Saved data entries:
· · · · ·

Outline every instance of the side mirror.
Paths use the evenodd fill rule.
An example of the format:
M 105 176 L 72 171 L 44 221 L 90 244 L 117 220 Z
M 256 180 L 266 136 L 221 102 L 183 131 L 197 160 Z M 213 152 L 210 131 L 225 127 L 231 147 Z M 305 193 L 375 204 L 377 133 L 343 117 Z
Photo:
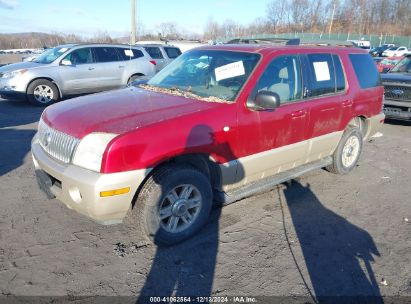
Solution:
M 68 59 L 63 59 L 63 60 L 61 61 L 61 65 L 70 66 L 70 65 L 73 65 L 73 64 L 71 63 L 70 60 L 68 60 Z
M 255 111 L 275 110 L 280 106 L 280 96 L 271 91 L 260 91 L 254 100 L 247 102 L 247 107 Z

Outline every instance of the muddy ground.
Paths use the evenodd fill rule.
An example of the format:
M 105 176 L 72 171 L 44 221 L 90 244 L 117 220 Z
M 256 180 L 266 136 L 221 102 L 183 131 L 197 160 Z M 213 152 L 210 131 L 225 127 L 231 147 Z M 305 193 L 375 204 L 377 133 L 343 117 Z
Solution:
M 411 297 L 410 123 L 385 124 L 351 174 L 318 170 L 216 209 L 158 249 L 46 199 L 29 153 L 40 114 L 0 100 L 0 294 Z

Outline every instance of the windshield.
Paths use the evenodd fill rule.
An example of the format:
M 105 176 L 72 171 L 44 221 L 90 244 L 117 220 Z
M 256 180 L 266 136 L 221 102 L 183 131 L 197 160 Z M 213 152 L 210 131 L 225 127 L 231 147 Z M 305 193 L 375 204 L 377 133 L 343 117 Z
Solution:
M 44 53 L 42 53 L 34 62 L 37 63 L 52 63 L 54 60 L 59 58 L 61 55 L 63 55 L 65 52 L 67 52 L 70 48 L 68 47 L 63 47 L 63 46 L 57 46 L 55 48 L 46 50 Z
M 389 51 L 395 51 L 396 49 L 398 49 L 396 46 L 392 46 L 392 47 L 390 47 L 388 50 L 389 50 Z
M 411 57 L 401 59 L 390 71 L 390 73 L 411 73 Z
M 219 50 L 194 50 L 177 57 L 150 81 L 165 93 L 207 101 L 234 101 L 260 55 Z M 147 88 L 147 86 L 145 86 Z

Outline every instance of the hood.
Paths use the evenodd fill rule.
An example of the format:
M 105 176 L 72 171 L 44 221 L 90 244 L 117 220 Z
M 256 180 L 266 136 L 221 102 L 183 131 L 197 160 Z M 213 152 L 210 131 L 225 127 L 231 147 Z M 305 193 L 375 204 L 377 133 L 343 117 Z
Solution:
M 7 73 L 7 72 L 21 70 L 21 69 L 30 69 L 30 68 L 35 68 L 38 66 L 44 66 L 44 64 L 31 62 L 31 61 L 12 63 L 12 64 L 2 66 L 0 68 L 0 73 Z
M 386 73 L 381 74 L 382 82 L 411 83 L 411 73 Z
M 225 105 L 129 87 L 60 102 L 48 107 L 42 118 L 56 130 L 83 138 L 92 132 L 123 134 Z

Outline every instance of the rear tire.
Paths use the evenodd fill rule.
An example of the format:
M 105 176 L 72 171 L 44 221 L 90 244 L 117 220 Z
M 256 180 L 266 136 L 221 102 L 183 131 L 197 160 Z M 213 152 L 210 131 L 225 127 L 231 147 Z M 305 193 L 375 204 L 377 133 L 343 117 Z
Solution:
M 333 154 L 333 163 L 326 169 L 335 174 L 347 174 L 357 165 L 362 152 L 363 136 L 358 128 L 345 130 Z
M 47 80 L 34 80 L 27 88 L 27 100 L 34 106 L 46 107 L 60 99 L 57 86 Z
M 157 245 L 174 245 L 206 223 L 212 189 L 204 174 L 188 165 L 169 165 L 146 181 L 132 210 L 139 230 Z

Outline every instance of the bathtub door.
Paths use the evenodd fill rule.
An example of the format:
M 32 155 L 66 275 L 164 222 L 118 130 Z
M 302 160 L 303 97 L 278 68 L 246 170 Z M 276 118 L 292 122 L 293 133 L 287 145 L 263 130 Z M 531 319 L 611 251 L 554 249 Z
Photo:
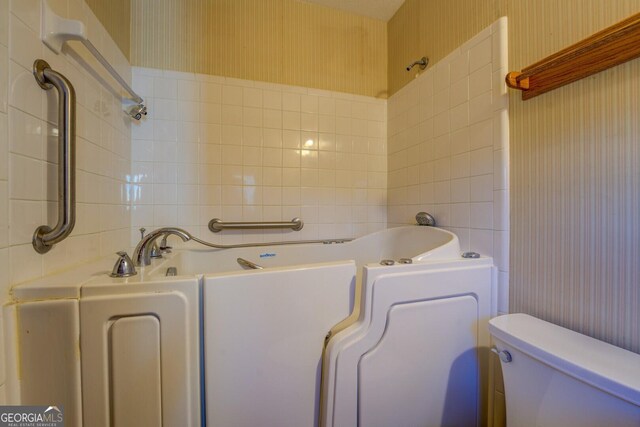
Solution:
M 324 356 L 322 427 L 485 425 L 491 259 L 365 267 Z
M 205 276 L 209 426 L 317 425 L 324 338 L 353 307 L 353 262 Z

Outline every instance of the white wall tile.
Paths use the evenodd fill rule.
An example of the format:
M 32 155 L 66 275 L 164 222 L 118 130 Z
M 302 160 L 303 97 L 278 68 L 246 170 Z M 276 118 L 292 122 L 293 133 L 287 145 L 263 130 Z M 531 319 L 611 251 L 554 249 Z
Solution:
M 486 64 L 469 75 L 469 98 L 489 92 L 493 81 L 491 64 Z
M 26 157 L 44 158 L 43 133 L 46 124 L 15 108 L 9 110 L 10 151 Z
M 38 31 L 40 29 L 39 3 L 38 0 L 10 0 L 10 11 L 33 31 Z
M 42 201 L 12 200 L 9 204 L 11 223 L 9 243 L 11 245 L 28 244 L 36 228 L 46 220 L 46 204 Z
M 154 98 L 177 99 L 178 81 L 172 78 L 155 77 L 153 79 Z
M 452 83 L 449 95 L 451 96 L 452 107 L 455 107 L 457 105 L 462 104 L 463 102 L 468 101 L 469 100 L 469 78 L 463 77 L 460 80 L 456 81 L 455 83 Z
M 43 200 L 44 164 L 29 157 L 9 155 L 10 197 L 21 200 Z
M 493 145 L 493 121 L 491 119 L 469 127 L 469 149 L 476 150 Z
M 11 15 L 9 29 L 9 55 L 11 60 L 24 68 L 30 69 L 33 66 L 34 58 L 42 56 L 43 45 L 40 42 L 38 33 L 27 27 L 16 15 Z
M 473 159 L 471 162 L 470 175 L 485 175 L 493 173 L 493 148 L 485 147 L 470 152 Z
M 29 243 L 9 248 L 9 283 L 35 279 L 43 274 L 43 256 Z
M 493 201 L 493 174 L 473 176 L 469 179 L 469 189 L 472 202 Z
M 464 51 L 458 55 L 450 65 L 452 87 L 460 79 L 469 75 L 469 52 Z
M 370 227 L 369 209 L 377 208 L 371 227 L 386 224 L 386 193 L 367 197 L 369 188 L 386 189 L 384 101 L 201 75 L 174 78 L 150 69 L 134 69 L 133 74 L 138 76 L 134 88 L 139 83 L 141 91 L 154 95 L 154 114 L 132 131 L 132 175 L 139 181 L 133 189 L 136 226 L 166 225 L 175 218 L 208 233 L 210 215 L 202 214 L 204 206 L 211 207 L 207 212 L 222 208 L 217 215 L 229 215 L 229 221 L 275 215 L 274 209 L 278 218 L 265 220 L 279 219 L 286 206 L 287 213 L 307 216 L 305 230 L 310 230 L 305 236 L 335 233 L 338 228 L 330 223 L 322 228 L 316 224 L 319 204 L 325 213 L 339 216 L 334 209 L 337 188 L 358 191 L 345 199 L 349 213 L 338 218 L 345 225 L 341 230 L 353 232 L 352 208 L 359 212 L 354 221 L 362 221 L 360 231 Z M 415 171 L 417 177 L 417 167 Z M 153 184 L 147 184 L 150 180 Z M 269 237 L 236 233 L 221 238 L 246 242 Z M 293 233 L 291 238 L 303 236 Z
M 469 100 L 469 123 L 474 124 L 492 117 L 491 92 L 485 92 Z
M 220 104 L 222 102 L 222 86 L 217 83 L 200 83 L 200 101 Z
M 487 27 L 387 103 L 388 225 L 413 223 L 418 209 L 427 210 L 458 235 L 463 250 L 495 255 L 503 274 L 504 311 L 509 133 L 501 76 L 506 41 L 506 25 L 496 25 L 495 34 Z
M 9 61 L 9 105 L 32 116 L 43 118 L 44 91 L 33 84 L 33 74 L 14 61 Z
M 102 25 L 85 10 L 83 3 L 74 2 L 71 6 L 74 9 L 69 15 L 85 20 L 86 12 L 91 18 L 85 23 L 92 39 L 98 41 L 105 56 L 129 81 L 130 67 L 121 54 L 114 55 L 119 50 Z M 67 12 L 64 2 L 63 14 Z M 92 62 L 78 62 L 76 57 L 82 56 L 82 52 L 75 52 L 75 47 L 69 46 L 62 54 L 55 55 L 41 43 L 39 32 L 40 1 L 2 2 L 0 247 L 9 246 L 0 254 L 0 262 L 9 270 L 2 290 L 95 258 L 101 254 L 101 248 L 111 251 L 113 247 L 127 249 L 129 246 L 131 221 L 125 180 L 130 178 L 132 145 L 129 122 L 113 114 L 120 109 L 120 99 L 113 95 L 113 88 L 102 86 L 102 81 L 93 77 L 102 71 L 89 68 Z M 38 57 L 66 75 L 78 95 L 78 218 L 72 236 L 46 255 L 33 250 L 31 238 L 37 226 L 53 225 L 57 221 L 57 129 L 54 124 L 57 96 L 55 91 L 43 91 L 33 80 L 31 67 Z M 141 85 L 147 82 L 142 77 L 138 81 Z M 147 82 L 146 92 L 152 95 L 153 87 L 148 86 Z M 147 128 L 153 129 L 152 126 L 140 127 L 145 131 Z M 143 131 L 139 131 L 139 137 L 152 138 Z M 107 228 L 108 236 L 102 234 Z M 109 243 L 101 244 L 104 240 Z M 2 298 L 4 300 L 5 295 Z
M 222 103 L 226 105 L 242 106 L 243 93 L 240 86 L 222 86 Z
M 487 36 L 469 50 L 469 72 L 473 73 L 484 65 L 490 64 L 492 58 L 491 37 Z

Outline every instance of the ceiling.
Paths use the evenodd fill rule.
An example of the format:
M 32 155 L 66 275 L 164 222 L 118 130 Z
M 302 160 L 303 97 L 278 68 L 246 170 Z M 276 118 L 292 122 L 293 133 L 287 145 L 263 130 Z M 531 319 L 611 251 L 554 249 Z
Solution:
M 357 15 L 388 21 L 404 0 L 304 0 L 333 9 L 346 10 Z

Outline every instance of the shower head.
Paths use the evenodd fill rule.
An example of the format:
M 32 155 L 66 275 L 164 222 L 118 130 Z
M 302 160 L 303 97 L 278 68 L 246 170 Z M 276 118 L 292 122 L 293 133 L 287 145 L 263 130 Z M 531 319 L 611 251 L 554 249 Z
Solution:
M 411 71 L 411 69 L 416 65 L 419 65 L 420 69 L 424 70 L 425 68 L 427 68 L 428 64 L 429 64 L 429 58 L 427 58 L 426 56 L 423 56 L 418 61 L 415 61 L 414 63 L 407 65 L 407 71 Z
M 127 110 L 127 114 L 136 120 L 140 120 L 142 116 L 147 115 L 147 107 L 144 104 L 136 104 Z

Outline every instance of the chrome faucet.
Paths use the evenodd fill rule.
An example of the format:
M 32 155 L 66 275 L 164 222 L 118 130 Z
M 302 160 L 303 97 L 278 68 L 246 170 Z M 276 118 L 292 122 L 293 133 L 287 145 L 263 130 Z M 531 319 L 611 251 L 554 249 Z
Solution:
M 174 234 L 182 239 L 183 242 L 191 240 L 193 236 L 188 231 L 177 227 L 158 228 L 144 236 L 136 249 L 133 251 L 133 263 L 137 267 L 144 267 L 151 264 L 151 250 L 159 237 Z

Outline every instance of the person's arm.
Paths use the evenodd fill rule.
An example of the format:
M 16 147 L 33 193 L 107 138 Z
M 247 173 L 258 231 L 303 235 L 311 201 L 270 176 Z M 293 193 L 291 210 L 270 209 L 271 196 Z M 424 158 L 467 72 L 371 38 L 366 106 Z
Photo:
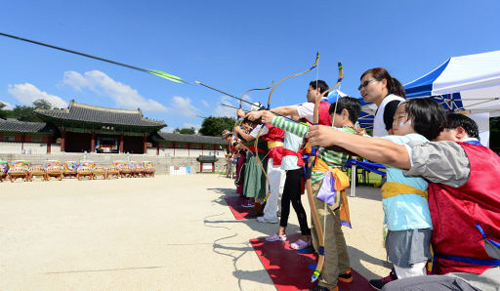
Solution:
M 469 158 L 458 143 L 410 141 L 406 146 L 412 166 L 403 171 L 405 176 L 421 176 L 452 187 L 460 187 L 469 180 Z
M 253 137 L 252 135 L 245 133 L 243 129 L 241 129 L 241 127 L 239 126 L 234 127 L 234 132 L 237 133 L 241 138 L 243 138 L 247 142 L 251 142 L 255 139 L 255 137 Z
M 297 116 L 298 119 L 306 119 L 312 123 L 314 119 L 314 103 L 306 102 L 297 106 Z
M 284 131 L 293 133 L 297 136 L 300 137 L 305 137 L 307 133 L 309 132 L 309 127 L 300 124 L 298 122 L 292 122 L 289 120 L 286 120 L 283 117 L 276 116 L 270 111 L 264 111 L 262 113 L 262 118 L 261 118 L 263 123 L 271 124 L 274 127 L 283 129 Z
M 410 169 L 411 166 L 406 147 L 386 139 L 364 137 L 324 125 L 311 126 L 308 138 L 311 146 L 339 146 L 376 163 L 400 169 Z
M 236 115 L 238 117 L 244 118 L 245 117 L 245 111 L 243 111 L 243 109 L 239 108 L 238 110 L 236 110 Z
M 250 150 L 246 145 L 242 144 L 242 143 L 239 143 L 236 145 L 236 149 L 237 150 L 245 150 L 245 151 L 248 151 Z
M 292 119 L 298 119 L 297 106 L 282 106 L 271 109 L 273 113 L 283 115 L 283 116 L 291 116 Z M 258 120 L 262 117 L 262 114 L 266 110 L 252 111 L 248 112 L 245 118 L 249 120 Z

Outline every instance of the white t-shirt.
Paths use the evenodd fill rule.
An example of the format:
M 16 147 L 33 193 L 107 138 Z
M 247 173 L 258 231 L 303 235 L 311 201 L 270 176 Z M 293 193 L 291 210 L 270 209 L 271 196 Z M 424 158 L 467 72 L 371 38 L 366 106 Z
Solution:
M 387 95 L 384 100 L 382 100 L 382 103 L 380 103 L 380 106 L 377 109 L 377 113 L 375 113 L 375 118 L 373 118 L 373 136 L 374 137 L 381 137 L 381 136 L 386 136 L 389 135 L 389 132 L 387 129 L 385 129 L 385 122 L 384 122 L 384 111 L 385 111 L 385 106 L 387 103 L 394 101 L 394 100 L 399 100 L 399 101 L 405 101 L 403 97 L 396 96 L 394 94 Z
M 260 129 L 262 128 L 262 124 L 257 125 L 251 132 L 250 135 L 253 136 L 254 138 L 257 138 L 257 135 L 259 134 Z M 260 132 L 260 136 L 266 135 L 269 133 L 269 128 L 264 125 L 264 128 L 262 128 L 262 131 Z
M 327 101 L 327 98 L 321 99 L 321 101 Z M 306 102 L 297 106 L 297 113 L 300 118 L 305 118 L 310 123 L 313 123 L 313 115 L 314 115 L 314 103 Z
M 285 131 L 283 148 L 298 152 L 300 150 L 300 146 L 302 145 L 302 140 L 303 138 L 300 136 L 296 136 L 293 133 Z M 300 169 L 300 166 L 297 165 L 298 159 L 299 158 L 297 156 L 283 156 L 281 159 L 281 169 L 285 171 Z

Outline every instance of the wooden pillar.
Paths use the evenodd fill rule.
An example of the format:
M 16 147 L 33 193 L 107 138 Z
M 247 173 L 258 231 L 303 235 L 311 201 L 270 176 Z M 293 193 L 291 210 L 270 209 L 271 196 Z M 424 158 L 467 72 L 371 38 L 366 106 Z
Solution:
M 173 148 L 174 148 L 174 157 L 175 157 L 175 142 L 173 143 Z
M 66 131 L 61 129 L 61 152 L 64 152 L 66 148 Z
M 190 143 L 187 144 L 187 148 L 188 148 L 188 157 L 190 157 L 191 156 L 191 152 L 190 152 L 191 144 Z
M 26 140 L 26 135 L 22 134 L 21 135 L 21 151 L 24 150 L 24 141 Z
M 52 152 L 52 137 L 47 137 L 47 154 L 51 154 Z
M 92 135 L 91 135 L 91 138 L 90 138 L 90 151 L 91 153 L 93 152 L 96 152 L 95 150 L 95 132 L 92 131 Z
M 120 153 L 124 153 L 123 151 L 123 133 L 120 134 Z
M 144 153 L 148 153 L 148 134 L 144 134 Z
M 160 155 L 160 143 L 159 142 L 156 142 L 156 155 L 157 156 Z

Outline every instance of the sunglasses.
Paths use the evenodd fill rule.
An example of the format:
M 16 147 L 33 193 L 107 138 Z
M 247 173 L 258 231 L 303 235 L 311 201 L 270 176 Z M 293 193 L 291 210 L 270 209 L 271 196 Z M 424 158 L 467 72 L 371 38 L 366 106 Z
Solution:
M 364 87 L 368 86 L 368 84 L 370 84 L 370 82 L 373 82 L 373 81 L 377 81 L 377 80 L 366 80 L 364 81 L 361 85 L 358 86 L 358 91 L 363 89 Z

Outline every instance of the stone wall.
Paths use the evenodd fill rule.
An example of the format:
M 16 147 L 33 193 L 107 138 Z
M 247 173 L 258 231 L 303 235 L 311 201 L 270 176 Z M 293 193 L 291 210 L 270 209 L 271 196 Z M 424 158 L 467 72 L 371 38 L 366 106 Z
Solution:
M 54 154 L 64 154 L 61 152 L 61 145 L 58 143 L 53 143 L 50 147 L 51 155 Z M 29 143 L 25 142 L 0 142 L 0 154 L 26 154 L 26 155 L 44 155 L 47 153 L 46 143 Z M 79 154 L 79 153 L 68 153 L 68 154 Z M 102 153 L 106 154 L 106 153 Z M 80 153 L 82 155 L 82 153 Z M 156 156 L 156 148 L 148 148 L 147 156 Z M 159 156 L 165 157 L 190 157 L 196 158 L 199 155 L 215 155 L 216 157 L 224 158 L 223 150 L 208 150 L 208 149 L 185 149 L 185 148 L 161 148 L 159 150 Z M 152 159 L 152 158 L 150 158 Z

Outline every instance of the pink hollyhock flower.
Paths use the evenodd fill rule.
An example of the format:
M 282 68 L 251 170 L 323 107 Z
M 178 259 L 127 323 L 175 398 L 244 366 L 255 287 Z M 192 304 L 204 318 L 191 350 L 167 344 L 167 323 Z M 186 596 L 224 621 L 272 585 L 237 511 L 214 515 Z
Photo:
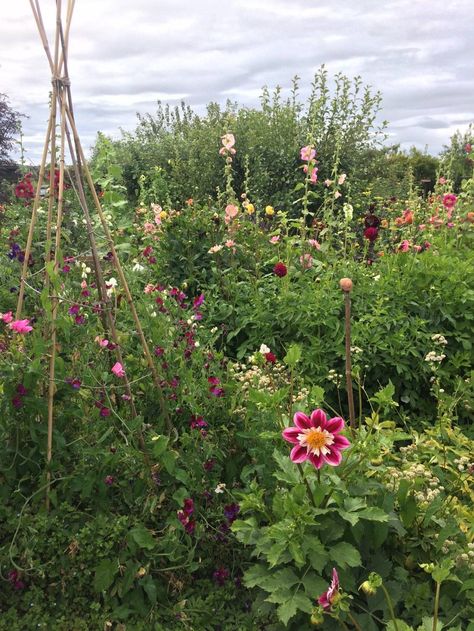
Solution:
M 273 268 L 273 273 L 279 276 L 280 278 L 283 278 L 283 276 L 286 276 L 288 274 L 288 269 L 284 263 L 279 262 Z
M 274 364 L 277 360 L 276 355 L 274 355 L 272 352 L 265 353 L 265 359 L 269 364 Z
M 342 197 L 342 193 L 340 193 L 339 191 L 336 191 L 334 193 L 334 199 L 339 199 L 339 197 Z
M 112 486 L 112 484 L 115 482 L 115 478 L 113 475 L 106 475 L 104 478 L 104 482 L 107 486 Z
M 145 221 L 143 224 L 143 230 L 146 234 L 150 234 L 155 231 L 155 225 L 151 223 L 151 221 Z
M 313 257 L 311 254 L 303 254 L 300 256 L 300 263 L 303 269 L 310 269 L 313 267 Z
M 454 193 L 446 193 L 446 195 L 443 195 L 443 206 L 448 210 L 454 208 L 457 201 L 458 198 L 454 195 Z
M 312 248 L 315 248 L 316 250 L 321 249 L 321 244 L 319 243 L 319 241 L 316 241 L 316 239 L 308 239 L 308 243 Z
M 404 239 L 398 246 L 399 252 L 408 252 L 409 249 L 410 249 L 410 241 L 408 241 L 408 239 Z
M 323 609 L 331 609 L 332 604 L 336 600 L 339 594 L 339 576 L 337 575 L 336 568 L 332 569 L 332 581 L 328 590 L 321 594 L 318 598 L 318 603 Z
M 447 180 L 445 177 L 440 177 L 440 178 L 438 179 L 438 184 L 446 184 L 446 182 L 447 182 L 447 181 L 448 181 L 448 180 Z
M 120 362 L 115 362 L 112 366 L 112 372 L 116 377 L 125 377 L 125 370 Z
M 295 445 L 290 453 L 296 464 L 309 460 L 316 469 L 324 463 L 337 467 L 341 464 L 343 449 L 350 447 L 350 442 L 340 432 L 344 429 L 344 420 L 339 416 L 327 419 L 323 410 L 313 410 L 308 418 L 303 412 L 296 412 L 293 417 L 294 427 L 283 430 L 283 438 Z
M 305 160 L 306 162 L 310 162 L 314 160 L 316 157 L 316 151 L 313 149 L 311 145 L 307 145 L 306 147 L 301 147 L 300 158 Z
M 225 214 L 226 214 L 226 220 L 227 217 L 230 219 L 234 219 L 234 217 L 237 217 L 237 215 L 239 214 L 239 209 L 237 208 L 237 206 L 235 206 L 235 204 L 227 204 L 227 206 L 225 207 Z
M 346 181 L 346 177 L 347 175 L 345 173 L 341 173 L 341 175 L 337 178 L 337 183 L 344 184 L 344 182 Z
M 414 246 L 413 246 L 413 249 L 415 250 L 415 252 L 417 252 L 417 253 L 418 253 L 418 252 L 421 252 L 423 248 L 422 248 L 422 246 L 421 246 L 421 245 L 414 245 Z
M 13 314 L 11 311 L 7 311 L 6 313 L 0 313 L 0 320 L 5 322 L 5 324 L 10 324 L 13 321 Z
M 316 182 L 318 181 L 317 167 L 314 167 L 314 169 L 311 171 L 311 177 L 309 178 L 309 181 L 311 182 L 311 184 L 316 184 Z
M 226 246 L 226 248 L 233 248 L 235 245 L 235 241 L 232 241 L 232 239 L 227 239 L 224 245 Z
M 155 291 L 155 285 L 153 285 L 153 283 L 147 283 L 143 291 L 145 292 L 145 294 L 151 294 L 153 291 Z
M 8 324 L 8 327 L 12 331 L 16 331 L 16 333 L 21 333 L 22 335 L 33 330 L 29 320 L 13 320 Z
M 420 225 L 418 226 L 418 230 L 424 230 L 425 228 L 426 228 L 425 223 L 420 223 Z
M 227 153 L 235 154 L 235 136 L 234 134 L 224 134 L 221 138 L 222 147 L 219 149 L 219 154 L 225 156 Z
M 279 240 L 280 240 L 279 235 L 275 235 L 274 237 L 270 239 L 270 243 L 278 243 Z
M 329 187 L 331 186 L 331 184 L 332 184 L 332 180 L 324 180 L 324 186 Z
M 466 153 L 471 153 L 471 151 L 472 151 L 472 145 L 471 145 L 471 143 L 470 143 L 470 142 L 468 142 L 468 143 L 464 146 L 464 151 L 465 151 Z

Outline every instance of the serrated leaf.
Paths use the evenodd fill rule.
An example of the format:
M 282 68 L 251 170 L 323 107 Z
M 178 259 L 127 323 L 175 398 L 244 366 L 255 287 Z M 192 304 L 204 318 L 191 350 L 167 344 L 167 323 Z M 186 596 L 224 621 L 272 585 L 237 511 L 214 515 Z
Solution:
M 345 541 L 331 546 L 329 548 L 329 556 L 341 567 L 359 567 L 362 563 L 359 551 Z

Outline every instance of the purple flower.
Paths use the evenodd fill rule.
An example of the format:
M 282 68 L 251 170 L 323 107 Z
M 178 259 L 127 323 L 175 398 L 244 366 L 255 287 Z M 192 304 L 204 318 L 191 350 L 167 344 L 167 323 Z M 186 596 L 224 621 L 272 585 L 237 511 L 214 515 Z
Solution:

· · · · ·

Task instructions: Check every line above for the string "flower", and copy the ones that have it.

Exercise result:
Outline every instance of the pink hollyhock flower.
Outline every instance of the purple flower.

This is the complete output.